Your task: Reproduce word for word the lines of the entries below between the line holding "In this exercise you will indicate the power" and the line holding "Query: picture frame", inclusive, and nothing else.

Information shown:
_ _ _ _
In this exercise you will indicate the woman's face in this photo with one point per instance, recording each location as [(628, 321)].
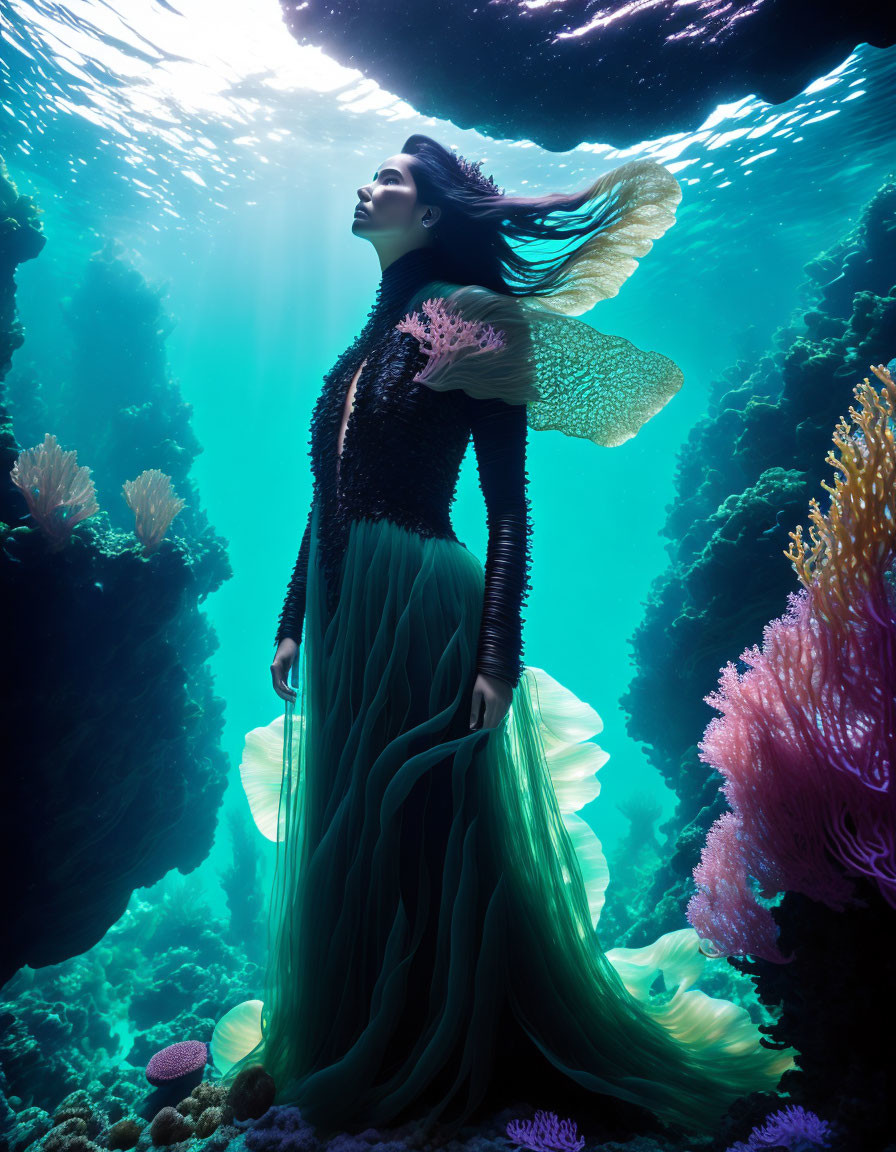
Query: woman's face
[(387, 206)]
_ _ _ _
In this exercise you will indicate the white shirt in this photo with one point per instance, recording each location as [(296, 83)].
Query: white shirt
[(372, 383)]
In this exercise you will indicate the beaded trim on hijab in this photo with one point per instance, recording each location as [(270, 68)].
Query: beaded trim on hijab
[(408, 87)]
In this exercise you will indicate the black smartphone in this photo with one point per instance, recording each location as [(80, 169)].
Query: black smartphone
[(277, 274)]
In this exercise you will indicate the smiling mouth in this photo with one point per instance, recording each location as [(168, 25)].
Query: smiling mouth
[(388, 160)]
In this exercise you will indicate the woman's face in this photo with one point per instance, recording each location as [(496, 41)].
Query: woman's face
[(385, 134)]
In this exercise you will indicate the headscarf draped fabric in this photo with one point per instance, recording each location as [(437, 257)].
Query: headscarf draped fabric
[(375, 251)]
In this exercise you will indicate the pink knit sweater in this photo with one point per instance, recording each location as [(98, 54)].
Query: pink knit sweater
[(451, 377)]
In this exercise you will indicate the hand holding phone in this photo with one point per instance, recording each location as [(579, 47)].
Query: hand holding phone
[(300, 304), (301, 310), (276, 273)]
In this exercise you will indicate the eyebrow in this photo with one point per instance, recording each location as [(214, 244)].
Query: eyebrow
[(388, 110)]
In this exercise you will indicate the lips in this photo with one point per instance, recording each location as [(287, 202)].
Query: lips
_ _ _ _
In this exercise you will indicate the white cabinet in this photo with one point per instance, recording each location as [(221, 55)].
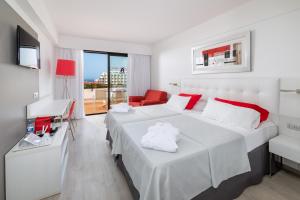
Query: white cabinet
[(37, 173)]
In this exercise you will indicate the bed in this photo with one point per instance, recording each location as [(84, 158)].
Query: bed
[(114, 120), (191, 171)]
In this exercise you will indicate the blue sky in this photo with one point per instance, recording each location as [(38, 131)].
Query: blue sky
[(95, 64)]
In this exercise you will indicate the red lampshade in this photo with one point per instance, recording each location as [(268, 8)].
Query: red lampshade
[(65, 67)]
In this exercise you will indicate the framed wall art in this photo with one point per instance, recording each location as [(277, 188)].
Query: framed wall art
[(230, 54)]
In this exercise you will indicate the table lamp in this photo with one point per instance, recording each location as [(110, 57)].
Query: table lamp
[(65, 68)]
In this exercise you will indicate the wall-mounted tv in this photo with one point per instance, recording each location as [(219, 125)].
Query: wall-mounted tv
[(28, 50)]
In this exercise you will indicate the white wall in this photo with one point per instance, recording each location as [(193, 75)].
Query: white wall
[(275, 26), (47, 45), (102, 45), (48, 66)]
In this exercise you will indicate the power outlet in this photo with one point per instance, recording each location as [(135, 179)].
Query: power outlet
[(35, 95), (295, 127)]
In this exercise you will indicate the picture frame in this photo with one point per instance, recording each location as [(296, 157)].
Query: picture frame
_ _ _ _
Correct answer:
In this exercise you will indicate the power outlet in this photo with one point per instance, recording each location as [(135, 179)].
Query: power outlet
[(35, 95), (295, 127)]
In this exercise you will indicate the picture frame in this photo with one point per instance, recording each location as [(296, 157)].
Query: picture frame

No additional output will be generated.